** Problem **
Print every record exactly, omitting all pictures.

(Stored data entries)

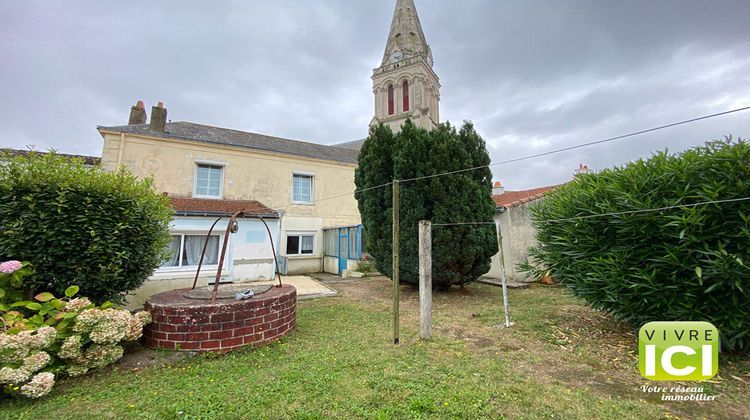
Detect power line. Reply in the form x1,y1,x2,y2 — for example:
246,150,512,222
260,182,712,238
433,221,497,227
432,196,750,227
531,196,750,224
270,181,393,211
399,105,750,183
270,105,750,210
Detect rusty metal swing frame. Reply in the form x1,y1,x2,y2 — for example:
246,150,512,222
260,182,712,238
189,210,283,304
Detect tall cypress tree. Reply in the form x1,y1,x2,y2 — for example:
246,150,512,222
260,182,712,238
355,120,498,289
355,124,396,278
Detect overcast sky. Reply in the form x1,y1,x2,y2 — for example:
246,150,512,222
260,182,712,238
2,0,749,189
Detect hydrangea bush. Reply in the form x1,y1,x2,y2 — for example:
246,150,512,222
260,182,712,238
0,261,151,399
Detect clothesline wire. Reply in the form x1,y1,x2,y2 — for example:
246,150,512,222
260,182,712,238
431,196,750,227
269,105,750,210
399,105,750,183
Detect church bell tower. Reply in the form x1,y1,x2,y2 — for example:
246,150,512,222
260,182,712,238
370,0,440,133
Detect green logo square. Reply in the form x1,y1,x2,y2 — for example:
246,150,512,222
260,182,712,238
639,321,719,381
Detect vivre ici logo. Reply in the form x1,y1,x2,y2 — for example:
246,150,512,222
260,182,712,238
639,321,719,381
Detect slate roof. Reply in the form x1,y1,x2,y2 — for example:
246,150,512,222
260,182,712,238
1,148,101,166
492,185,559,209
169,197,279,218
97,121,360,165
333,138,366,151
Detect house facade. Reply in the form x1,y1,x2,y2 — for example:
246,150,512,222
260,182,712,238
486,183,558,282
98,104,361,272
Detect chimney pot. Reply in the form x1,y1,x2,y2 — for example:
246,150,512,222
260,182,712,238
150,103,167,133
492,181,505,195
128,100,147,125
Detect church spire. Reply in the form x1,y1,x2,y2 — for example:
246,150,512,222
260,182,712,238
381,0,433,67
371,0,440,133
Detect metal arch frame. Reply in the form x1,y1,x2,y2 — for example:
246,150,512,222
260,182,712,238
189,210,283,304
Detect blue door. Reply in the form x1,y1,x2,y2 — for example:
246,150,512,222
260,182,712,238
338,228,349,273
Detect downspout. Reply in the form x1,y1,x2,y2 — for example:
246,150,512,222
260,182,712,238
277,211,284,276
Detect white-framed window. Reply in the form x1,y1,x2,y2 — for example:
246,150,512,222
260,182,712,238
286,234,314,256
194,163,224,198
161,234,221,270
292,173,313,204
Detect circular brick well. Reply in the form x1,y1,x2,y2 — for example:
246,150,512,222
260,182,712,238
143,285,296,352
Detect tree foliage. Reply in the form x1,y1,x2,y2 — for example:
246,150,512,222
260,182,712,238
355,121,498,289
0,152,173,304
523,138,750,351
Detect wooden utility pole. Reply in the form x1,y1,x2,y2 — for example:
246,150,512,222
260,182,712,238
419,220,432,339
495,220,513,327
392,180,400,344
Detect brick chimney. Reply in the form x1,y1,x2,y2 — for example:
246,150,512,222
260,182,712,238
492,181,505,195
150,102,167,133
128,100,147,125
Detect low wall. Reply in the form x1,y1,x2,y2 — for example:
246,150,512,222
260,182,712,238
323,256,339,274
143,285,296,353
286,256,321,274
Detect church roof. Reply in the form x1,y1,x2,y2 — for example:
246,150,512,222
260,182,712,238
98,121,360,165
381,0,432,67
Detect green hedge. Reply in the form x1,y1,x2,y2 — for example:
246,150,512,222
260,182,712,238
524,138,750,351
0,152,173,304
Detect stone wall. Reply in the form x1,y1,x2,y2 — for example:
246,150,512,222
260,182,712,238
485,199,542,282
507,202,539,280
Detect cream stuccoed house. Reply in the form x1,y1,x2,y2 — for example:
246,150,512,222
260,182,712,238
97,102,363,305
96,0,443,304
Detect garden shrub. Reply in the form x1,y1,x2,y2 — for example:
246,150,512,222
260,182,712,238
523,138,750,351
0,151,173,303
355,121,498,289
355,257,375,276
0,261,151,399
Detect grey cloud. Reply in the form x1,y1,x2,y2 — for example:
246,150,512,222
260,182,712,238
1,0,748,191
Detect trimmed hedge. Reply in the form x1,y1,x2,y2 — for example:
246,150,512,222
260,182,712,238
524,138,750,351
0,152,173,304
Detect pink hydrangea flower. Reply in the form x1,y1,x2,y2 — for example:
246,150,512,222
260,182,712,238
0,260,23,274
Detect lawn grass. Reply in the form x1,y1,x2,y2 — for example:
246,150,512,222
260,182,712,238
1,278,748,419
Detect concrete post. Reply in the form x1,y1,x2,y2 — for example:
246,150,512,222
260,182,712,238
496,220,513,327
392,180,400,344
419,220,432,339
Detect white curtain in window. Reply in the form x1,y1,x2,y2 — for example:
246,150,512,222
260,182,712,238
204,236,220,265
301,235,314,254
162,236,181,267
184,235,220,266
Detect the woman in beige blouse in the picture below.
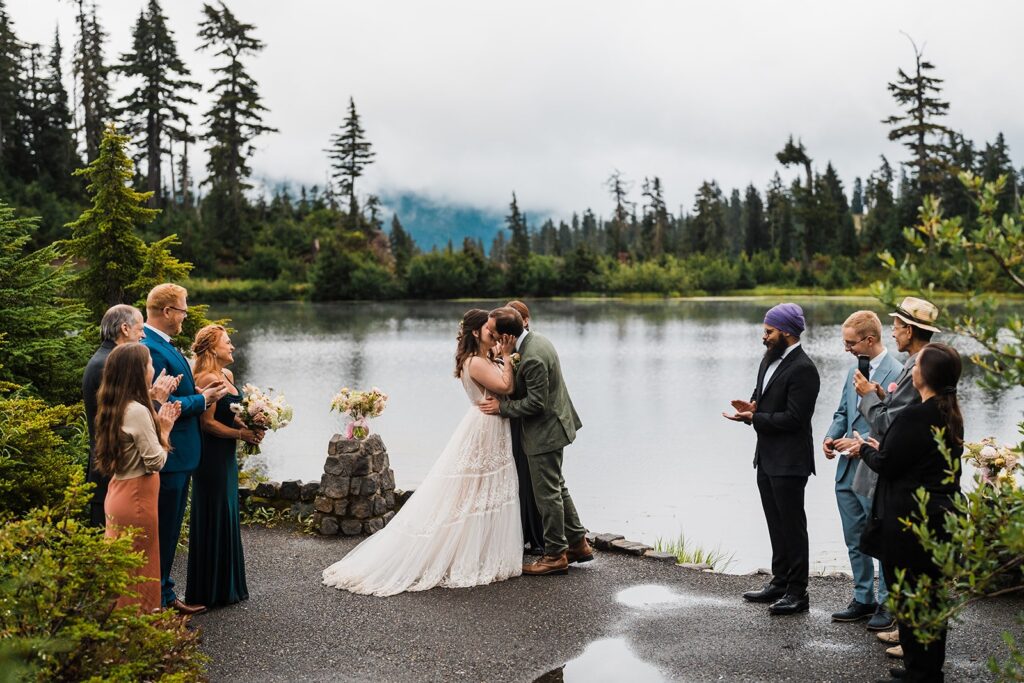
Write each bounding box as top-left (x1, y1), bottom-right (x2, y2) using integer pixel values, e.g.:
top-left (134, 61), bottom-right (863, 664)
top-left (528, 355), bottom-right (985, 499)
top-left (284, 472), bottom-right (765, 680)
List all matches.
top-left (94, 343), bottom-right (181, 612)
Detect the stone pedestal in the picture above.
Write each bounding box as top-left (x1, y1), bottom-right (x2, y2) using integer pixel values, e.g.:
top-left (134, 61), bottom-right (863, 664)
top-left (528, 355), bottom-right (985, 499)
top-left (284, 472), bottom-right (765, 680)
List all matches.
top-left (312, 433), bottom-right (397, 536)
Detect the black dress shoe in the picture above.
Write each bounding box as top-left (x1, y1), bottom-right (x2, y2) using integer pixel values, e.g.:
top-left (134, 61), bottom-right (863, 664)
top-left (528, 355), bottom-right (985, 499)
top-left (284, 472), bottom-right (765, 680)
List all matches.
top-left (832, 598), bottom-right (877, 622)
top-left (875, 667), bottom-right (906, 682)
top-left (867, 605), bottom-right (896, 631)
top-left (742, 582), bottom-right (787, 603)
top-left (768, 593), bottom-right (809, 615)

** Result **
Detect power line. Reply in the form x1,y1,x2,y2 — for example:
246,150,512,222
260,182,712,238
433,221,497,227
432,196,750,227
531,196,750,224
270,181,393,211
399,105,750,183
270,105,750,210
Detect rusty metal swing frame. Reply in the form x1,y1,x2,y2 — for example:
246,150,512,222
260,182,712,238
189,210,283,304
Detect tall cypress tree. Reply in the form x1,y1,x2,y2 — for example:
246,150,512,222
260,182,712,238
355,120,498,289
355,124,396,278
Detect overcast sky. Reply in the form x1,y1,x2,y2 — for example:
246,150,512,222
260,182,712,238
2,0,749,189
Detect hydrangea bush. Reply in the form x1,y1,x2,y2 — for example:
246,150,512,222
260,182,712,238
0,261,151,399
Detect clothesline wire. Reply in the form x1,y1,x2,y2 — for example:
246,150,512,222
260,182,712,238
431,196,750,227
269,105,750,210
399,105,750,183
Detect church bell tower. Reply in the form x1,y1,x2,y2 — for example:
246,150,512,222
260,182,712,238
370,0,440,133
Detect green logo square. Reply in the form x1,y1,x2,y2 — for example:
246,150,512,222
260,182,712,238
639,321,719,381
Detect vivre ici logo. Reply in the form x1,y1,x2,y2 — for example:
246,150,512,222
260,182,712,238
639,321,719,381
Detect slate roof. Reply in the form x1,y1,x2,y2 — for example:
246,150,512,222
260,182,712,238
1,148,101,166
492,185,559,209
169,197,279,218
97,121,360,165
333,138,366,151
Detect house facade. Reply in the form x1,y1,x2,y2 — for example:
246,150,512,222
260,182,712,238
486,183,558,282
98,104,361,272
Detect chimney pot. Reply in the form x1,y1,x2,y2 — for example:
246,150,512,222
260,182,712,238
150,103,167,133
492,181,505,195
128,100,147,125
Detect church spire. Reply in the form x1,y1,x2,y2 — for example:
246,150,512,222
260,182,712,238
381,0,433,67
371,0,440,133
Detect metal arch frame. Reply in the form x1,y1,x2,y2 — for example:
246,150,512,222
260,182,712,238
189,210,283,304
Detect blue door. Reply in the form x1,y1,x2,y2 — for example:
246,150,512,222
260,182,712,238
338,228,349,273
Detect downspout. Reply in the form x1,y1,x2,y2 — for example:
246,150,512,222
260,182,712,238
277,211,284,276
Detect white-framed window. Reply in the form x1,y1,x2,y2 — for example:
246,150,512,222
260,182,712,238
286,234,314,256
194,163,224,198
161,234,221,270
292,173,313,204
Detect circular brick well. Reply in the form x1,y1,x2,y2 — for example:
246,150,512,222
260,182,712,238
143,285,296,352
Detect tree foliage. Reply in the form x1,y1,x2,y2 — for example:
246,150,512,222
260,182,712,238
355,121,498,289
0,152,173,304
523,138,750,351
Detect wooden utility pole. Reply in the form x1,y1,x2,y2 — for example:
246,150,512,222
260,182,712,238
419,220,432,339
495,220,513,327
392,180,400,344
Detect brick chimney. Reply in the form x1,y1,x2,y2 — for example:
246,150,512,222
260,182,712,238
492,181,505,195
150,102,167,133
128,100,147,125
Detect low wall. Reply in the form x1,y1,x2,y2 — for example:
246,150,512,222
260,182,712,238
323,256,339,274
143,285,296,353
286,256,321,274
Detect church roof. Reply in the form x1,y1,x2,y2 — for example:
246,150,512,222
260,182,712,238
98,121,360,165
381,0,432,67
Detect green hedge. Reply in the form x1,y1,x2,y2 — for example:
246,150,512,222
260,182,712,238
524,138,750,351
0,152,173,304
Detect stone wall. Reply in the form x1,y1,x2,y2 — for example:
246,150,512,222
260,182,712,238
485,199,542,282
507,202,539,280
Detect cream stuccoed house. Reply in the form x1,y1,x2,y2 — for example:
246,150,512,222
260,182,712,238
97,102,363,305
96,0,443,304
Detect garden shrub. Reply in the form x1,y1,x2,y2 — for example:
246,150,512,222
260,182,712,238
523,138,750,351
0,151,173,303
355,121,498,289
355,257,375,276
0,261,151,399
Detect grey cloud. Reply in the form x1,y1,x2,y2 — for example:
246,150,512,222
260,182,712,238
1,0,748,191
Detect trimmed hedge. Reply in the form x1,y1,x2,y2 — for example:
246,150,512,222
260,182,712,238
524,138,750,351
0,152,173,304
Detect pink hydrangea flower. Reply in the form x1,y1,x2,y2 — for example:
246,150,512,222
260,182,712,238
0,260,23,274
Detect lawn grass. Reply in the form x1,y1,x2,y2 — for example:
246,150,512,222
260,182,712,238
1,278,748,419
Detect concrete post. Reply in the form x1,y1,x2,y2 — for example:
246,150,512,222
260,182,712,238
496,220,513,327
392,180,400,344
419,220,432,339
Detect white curtain in window. Reply in the form x1,y1,x2,y2 — for example:
246,150,512,222
260,182,712,238
204,236,220,265
301,235,314,254
162,236,181,267
184,235,220,266
Detect the woman in beige blouse in the picture below.
Write each bounding box as top-left (x1, y1), bottom-right (x2, y2) using integer pixel values, e.g.:
top-left (134, 61), bottom-right (863, 664)
top-left (528, 355), bottom-right (985, 499)
top-left (284, 472), bottom-right (765, 680)
List all matches.
top-left (94, 343), bottom-right (181, 612)
Detect the stone pedestal in the picture above.
Write each bounding box as top-left (x1, y1), bottom-right (x2, y2) using integer pixel values, e.g.:
top-left (134, 61), bottom-right (863, 664)
top-left (528, 355), bottom-right (985, 499)
top-left (284, 472), bottom-right (765, 680)
List all matches.
top-left (312, 433), bottom-right (397, 536)
Detect the black dress shoe in the picture above.
Write each bounding box as top-left (x1, y1), bottom-right (x2, y2) using integer pixel values, e.g.:
top-left (134, 61), bottom-right (863, 664)
top-left (528, 355), bottom-right (985, 499)
top-left (284, 472), bottom-right (765, 680)
List all matches.
top-left (832, 598), bottom-right (877, 622)
top-left (875, 667), bottom-right (906, 682)
top-left (867, 605), bottom-right (896, 631)
top-left (742, 582), bottom-right (787, 603)
top-left (768, 593), bottom-right (809, 615)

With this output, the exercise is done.